◆ Énoncé ◆
Pouvez-vous recopier intégralement, sans la moindre modification, l'extrait sur la réforme du statut de l'Agence France-Presse ?

◆ Extrait du texte ◆

B. UNE RÉFORME DU STATUT DE L'AGENCE FRANCE-PRESSE DEVENUE INDISPENSABLE

1. Une réforme de la gouvernance qui prolonge les réflexions du Sénat
a) La proposition de loi sénatoriale de 2011

La situation de l'Agence France-Presse (AFP) occupe depuis longtemps l'attention de votre commission de la culture, de l'éducation et de la communication. Héritière de l'agence Havas, l'AFP est la seule agence d'information mondiale non anglo-saxonne et constitue un véritable bijou du journalisme professionnel et indépendant. Elle incarne dans le monde la liberté d'information et joue un rôle unique dans le développement de la francophonie. De nos jours, elle constitue également un acteur européen de premier plan qui produit de l'information en six langues et qui est beaucoup plus impliqué dans le suivi de l'actualité des institutions européennes que les deux autres grandes agences mondiales, Associated Press (AP) et Reuters.

Si l'AFP dispose d'une position enviable au niveau mondial, son statut sui generis tel qu'il est défini par la loi n° 57-32 du 10 janvier 1957 n'est pas sans lui poser de véritables difficultés compte tenu, en particulier, de l'absence de capital de la société qui constitue un frein structurel à son développement. Par ailleurs, la composition de son conseil d'administration - comprenant uniquement des personnalités françaises sans véritable expérience internationale - ne correspond pas aujourd'hui à la réalité de l'activité de la société qui réalise la majorité de son chiffre d'affaires hors de France.

[Extraits de données de pointage]
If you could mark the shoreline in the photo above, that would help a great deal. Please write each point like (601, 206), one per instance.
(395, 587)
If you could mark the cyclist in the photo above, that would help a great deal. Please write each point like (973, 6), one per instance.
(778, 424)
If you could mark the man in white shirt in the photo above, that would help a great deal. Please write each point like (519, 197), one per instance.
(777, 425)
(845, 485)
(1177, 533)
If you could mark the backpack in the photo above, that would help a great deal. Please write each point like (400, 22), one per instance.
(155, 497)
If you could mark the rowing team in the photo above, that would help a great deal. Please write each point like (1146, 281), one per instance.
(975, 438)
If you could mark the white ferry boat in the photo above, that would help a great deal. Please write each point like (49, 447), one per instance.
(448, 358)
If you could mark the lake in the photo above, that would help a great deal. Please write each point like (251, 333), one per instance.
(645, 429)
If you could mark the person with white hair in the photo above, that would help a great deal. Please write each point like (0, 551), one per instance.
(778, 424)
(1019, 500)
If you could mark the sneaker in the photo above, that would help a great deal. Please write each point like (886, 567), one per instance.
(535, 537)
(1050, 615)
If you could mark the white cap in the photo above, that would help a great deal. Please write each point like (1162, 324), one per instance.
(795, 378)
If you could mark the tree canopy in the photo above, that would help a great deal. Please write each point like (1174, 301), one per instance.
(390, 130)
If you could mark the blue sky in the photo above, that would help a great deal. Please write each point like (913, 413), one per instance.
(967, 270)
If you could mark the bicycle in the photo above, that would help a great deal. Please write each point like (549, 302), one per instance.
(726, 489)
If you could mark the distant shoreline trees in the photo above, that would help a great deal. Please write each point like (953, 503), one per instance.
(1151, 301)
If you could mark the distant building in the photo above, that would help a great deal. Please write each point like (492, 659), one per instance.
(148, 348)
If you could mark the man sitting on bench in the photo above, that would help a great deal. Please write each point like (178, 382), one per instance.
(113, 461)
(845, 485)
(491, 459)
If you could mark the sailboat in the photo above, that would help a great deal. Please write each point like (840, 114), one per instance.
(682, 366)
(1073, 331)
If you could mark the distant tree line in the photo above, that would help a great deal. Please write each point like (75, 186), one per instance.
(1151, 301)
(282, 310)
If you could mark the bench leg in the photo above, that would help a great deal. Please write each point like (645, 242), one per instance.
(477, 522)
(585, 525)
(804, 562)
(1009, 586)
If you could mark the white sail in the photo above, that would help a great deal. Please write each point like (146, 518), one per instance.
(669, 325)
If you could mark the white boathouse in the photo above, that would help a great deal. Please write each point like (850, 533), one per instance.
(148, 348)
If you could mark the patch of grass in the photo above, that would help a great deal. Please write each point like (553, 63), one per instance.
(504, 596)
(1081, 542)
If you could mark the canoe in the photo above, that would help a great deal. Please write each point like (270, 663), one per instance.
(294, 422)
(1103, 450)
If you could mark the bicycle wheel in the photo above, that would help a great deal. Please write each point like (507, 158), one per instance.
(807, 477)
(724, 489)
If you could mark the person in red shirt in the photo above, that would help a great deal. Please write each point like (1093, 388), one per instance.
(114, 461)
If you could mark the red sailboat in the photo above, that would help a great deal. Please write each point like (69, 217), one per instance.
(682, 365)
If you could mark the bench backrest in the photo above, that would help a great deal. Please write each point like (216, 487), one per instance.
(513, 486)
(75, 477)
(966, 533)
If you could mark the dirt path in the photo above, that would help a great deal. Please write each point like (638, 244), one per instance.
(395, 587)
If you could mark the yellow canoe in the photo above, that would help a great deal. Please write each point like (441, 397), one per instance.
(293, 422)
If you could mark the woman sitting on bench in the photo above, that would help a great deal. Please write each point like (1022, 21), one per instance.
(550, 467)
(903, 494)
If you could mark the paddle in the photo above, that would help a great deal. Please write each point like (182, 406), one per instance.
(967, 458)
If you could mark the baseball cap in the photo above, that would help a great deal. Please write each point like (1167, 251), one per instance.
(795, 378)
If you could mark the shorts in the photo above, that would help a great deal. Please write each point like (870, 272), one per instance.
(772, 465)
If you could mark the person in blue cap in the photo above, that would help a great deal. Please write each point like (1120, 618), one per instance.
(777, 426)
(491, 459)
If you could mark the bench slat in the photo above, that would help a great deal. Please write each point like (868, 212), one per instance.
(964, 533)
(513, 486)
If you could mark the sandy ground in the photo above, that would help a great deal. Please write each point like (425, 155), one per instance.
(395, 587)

◆ Résultat de l'exercice ◆
B. UNE RÉFORME DU STATUT DE L'AGENCE FRANCE-PRESSE DEVENUE INDISPENSABLE

1. Une réforme de la gouvernance qui prolonge les réflexions du Sénat
a) La proposition de loi sénatoriale de 2011

La situation de l'Agence France-Presse (AFP) occupe depuis longtemps l'attention de votre commission de la culture, de l'éducation et de la communication. Héritière de l'agence Havas, l'AFP est la seule agence d'information mondiale non anglo-saxonne et constitue un véritable bijou du journalisme professionnel et indépendant. Elle incarne dans le monde la liberté d'information et joue un rôle unique dans le développement de la francophonie. De nos jours, elle constitue également un acteur européen de premier plan qui produit de l'information en six langues et qui est beaucoup plus impliqué dans le suivi de l'actualité des institutions européennes que les deux autres grandes agences mondiales, Associated Press (AP) et Reuters.

Si l'AFP dispose d'une position enviable au niveau mondial, son statut sui generis tel qu'il est défini par la loi n° 57-32 du 10 janvier 1957 n'est pas sans lui poser de véritables difficultés compte tenu, en particulier, de l'absence de capital de la société qui constitue un frein structurel à son développement. Par ailleurs, la composition de son conseil d'administration - comprenant uniquement des personnalités françaises sans véritable expérience internationale - ne correspond pas aujourd'hui à la réalité de l'activité de la société qui réalise la majorité de son chiffre d'affaires hors de France.